▸ **Items listed in a dataset**
○ ○ ○

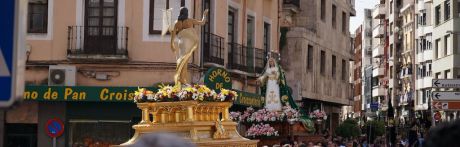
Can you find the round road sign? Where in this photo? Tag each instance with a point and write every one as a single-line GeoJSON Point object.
{"type": "Point", "coordinates": [54, 127]}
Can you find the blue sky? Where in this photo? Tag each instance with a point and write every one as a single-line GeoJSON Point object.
{"type": "Point", "coordinates": [360, 5]}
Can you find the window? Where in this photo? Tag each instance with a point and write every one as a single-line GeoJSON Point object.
{"type": "Point", "coordinates": [250, 31]}
{"type": "Point", "coordinates": [323, 62]}
{"type": "Point", "coordinates": [437, 13]}
{"type": "Point", "coordinates": [334, 13]}
{"type": "Point", "coordinates": [446, 10]}
{"type": "Point", "coordinates": [447, 50]}
{"type": "Point", "coordinates": [438, 48]}
{"type": "Point", "coordinates": [37, 16]}
{"type": "Point", "coordinates": [447, 74]}
{"type": "Point", "coordinates": [323, 10]}
{"type": "Point", "coordinates": [391, 72]}
{"type": "Point", "coordinates": [344, 22]}
{"type": "Point", "coordinates": [391, 28]}
{"type": "Point", "coordinates": [267, 37]}
{"type": "Point", "coordinates": [423, 21]}
{"type": "Point", "coordinates": [155, 11]}
{"type": "Point", "coordinates": [391, 7]}
{"type": "Point", "coordinates": [333, 66]}
{"type": "Point", "coordinates": [344, 69]}
{"type": "Point", "coordinates": [310, 57]}
{"type": "Point", "coordinates": [391, 50]}
{"type": "Point", "coordinates": [426, 94]}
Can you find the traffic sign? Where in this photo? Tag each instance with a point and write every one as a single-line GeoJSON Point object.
{"type": "Point", "coordinates": [54, 127]}
{"type": "Point", "coordinates": [12, 45]}
{"type": "Point", "coordinates": [446, 83]}
{"type": "Point", "coordinates": [446, 95]}
{"type": "Point", "coordinates": [437, 105]}
{"type": "Point", "coordinates": [444, 105]}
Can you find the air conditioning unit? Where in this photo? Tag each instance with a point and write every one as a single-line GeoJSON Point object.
{"type": "Point", "coordinates": [62, 75]}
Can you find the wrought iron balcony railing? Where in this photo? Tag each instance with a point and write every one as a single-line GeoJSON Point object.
{"type": "Point", "coordinates": [237, 57]}
{"type": "Point", "coordinates": [97, 42]}
{"type": "Point", "coordinates": [213, 49]}
{"type": "Point", "coordinates": [292, 2]}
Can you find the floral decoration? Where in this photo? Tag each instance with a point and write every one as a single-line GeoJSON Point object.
{"type": "Point", "coordinates": [261, 130]}
{"type": "Point", "coordinates": [264, 115]}
{"type": "Point", "coordinates": [317, 114]}
{"type": "Point", "coordinates": [168, 93]}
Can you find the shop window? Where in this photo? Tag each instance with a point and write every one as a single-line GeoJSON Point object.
{"type": "Point", "coordinates": [37, 16]}
{"type": "Point", "coordinates": [20, 135]}
{"type": "Point", "coordinates": [103, 133]}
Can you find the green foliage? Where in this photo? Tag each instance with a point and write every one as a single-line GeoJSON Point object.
{"type": "Point", "coordinates": [348, 129]}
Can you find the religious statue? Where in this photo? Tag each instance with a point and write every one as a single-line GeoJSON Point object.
{"type": "Point", "coordinates": [271, 79]}
{"type": "Point", "coordinates": [187, 40]}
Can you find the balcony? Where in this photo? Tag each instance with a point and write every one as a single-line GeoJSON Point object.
{"type": "Point", "coordinates": [406, 72]}
{"type": "Point", "coordinates": [260, 60]}
{"type": "Point", "coordinates": [378, 51]}
{"type": "Point", "coordinates": [378, 31]}
{"type": "Point", "coordinates": [379, 11]}
{"type": "Point", "coordinates": [213, 49]}
{"type": "Point", "coordinates": [97, 43]}
{"type": "Point", "coordinates": [378, 91]}
{"type": "Point", "coordinates": [378, 71]}
{"type": "Point", "coordinates": [241, 57]}
{"type": "Point", "coordinates": [291, 3]}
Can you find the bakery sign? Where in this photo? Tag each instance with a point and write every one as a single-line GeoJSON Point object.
{"type": "Point", "coordinates": [217, 78]}
{"type": "Point", "coordinates": [80, 93]}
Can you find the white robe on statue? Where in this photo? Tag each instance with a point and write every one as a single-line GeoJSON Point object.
{"type": "Point", "coordinates": [272, 95]}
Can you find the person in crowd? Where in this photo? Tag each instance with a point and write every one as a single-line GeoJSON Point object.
{"type": "Point", "coordinates": [444, 135]}
{"type": "Point", "coordinates": [310, 144]}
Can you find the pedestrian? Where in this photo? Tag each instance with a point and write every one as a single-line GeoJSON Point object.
{"type": "Point", "coordinates": [444, 135]}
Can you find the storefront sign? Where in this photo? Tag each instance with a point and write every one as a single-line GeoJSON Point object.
{"type": "Point", "coordinates": [80, 93]}
{"type": "Point", "coordinates": [54, 127]}
{"type": "Point", "coordinates": [249, 99]}
{"type": "Point", "coordinates": [217, 78]}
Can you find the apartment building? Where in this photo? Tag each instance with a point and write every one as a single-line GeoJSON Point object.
{"type": "Point", "coordinates": [446, 46]}
{"type": "Point", "coordinates": [423, 56]}
{"type": "Point", "coordinates": [86, 57]}
{"type": "Point", "coordinates": [357, 71]}
{"type": "Point", "coordinates": [316, 57]}
{"type": "Point", "coordinates": [406, 78]}
{"type": "Point", "coordinates": [366, 59]}
{"type": "Point", "coordinates": [379, 56]}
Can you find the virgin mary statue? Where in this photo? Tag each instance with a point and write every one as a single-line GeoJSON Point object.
{"type": "Point", "coordinates": [270, 78]}
{"type": "Point", "coordinates": [187, 39]}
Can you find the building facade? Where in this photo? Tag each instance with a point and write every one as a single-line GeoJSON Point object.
{"type": "Point", "coordinates": [445, 36]}
{"type": "Point", "coordinates": [316, 57]}
{"type": "Point", "coordinates": [423, 57]}
{"type": "Point", "coordinates": [86, 57]}
{"type": "Point", "coordinates": [357, 71]}
{"type": "Point", "coordinates": [366, 59]}
{"type": "Point", "coordinates": [379, 58]}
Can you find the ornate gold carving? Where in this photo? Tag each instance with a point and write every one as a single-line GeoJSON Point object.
{"type": "Point", "coordinates": [220, 131]}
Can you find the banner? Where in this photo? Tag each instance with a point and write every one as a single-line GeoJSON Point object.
{"type": "Point", "coordinates": [249, 99]}
{"type": "Point", "coordinates": [80, 93]}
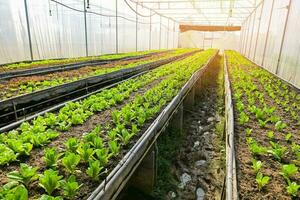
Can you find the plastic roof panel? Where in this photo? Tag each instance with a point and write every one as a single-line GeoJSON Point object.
{"type": "Point", "coordinates": [208, 12]}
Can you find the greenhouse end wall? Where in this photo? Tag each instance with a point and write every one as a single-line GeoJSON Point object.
{"type": "Point", "coordinates": [270, 38]}
{"type": "Point", "coordinates": [57, 29]}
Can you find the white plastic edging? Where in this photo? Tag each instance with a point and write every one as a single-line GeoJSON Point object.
{"type": "Point", "coordinates": [231, 182]}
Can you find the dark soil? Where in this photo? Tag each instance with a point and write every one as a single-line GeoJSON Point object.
{"type": "Point", "coordinates": [201, 140]}
{"type": "Point", "coordinates": [247, 186]}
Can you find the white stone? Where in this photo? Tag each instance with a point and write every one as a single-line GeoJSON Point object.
{"type": "Point", "coordinates": [184, 179]}
{"type": "Point", "coordinates": [210, 119]}
{"type": "Point", "coordinates": [200, 194]}
{"type": "Point", "coordinates": [200, 162]}
{"type": "Point", "coordinates": [196, 144]}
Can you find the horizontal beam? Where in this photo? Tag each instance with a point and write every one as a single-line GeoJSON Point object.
{"type": "Point", "coordinates": [184, 28]}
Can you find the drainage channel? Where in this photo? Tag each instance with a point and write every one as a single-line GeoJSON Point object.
{"type": "Point", "coordinates": [120, 177]}
{"type": "Point", "coordinates": [191, 162]}
{"type": "Point", "coordinates": [66, 67]}
{"type": "Point", "coordinates": [17, 110]}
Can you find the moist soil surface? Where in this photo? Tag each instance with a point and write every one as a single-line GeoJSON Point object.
{"type": "Point", "coordinates": [247, 186]}
{"type": "Point", "coordinates": [5, 86]}
{"type": "Point", "coordinates": [191, 164]}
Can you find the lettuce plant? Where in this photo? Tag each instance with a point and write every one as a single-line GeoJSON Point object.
{"type": "Point", "coordinates": [94, 169]}
{"type": "Point", "coordinates": [50, 181]}
{"type": "Point", "coordinates": [51, 157]}
{"type": "Point", "coordinates": [25, 175]}
{"type": "Point", "coordinates": [261, 180]}
{"type": "Point", "coordinates": [70, 161]}
{"type": "Point", "coordinates": [70, 187]}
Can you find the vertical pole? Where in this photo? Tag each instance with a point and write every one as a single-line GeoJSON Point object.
{"type": "Point", "coordinates": [257, 35]}
{"type": "Point", "coordinates": [117, 37]}
{"type": "Point", "coordinates": [159, 31]}
{"type": "Point", "coordinates": [250, 45]}
{"type": "Point", "coordinates": [283, 37]}
{"type": "Point", "coordinates": [168, 35]}
{"type": "Point", "coordinates": [85, 29]}
{"type": "Point", "coordinates": [28, 29]}
{"type": "Point", "coordinates": [136, 26]}
{"type": "Point", "coordinates": [267, 36]}
{"type": "Point", "coordinates": [150, 30]}
{"type": "Point", "coordinates": [248, 28]}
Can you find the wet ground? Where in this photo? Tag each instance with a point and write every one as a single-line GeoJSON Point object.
{"type": "Point", "coordinates": [191, 165]}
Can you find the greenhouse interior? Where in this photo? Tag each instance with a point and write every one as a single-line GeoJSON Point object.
{"type": "Point", "coordinates": [149, 99]}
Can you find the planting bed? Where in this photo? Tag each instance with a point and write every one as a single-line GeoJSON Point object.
{"type": "Point", "coordinates": [85, 140]}
{"type": "Point", "coordinates": [24, 85]}
{"type": "Point", "coordinates": [46, 63]}
{"type": "Point", "coordinates": [266, 131]}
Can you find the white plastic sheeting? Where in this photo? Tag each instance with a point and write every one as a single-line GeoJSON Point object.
{"type": "Point", "coordinates": [58, 31]}
{"type": "Point", "coordinates": [204, 40]}
{"type": "Point", "coordinates": [277, 45]}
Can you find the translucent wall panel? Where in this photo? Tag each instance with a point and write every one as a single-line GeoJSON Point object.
{"type": "Point", "coordinates": [275, 34]}
{"type": "Point", "coordinates": [58, 29]}
{"type": "Point", "coordinates": [262, 36]}
{"type": "Point", "coordinates": [13, 32]}
{"type": "Point", "coordinates": [289, 66]}
{"type": "Point", "coordinates": [283, 61]}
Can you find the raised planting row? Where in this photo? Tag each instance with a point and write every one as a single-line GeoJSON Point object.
{"type": "Point", "coordinates": [66, 154]}
{"type": "Point", "coordinates": [267, 134]}
{"type": "Point", "coordinates": [47, 63]}
{"type": "Point", "coordinates": [24, 85]}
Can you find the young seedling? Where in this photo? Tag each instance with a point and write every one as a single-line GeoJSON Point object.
{"type": "Point", "coordinates": [50, 180]}
{"type": "Point", "coordinates": [261, 180]}
{"type": "Point", "coordinates": [94, 169]}
{"type": "Point", "coordinates": [248, 131]}
{"type": "Point", "coordinates": [25, 175]}
{"type": "Point", "coordinates": [256, 165]}
{"type": "Point", "coordinates": [70, 187]}
{"type": "Point", "coordinates": [51, 157]}
{"type": "Point", "coordinates": [70, 161]}
{"type": "Point", "coordinates": [292, 188]}
{"type": "Point", "coordinates": [288, 171]}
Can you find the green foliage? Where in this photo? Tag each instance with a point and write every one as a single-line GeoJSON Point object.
{"type": "Point", "coordinates": [279, 126]}
{"type": "Point", "coordinates": [50, 181]}
{"type": "Point", "coordinates": [94, 169]}
{"type": "Point", "coordinates": [243, 119]}
{"type": "Point", "coordinates": [6, 155]}
{"type": "Point", "coordinates": [25, 175]}
{"type": "Point", "coordinates": [256, 165]}
{"type": "Point", "coordinates": [277, 150]}
{"type": "Point", "coordinates": [85, 152]}
{"type": "Point", "coordinates": [114, 147]}
{"type": "Point", "coordinates": [70, 161]}
{"type": "Point", "coordinates": [13, 191]}
{"type": "Point", "coordinates": [261, 180]}
{"type": "Point", "coordinates": [72, 144]}
{"type": "Point", "coordinates": [70, 187]}
{"type": "Point", "coordinates": [292, 188]}
{"type": "Point", "coordinates": [289, 170]}
{"type": "Point", "coordinates": [51, 157]}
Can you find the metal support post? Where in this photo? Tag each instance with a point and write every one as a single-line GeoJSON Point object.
{"type": "Point", "coordinates": [159, 32]}
{"type": "Point", "coordinates": [283, 36]}
{"type": "Point", "coordinates": [250, 45]}
{"type": "Point", "coordinates": [85, 29]}
{"type": "Point", "coordinates": [257, 35]}
{"type": "Point", "coordinates": [136, 26]}
{"type": "Point", "coordinates": [28, 29]}
{"type": "Point", "coordinates": [117, 37]}
{"type": "Point", "coordinates": [267, 36]}
{"type": "Point", "coordinates": [150, 30]}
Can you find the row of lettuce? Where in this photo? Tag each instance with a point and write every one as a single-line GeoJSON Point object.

○ ○ ○

▸ **Exercise instructions**
All lines from the one containing "Can you find the metal" through the end of the records, both ends included, are to be quoted exactly; please add nothing else.

▸ **The reply**
Can you find the metal support post? Where in this photo? Tag each instance with a point and write every one as a single-line GeoJSON Point object.
{"type": "Point", "coordinates": [159, 32]}
{"type": "Point", "coordinates": [283, 36]}
{"type": "Point", "coordinates": [250, 45]}
{"type": "Point", "coordinates": [85, 29]}
{"type": "Point", "coordinates": [257, 35]}
{"type": "Point", "coordinates": [136, 26]}
{"type": "Point", "coordinates": [28, 29]}
{"type": "Point", "coordinates": [117, 37]}
{"type": "Point", "coordinates": [267, 36]}
{"type": "Point", "coordinates": [150, 30]}
Can you find the row of lettuce? Where in this photo? Tag each instance with a point and write every one as a single-line GeoJSON Point object.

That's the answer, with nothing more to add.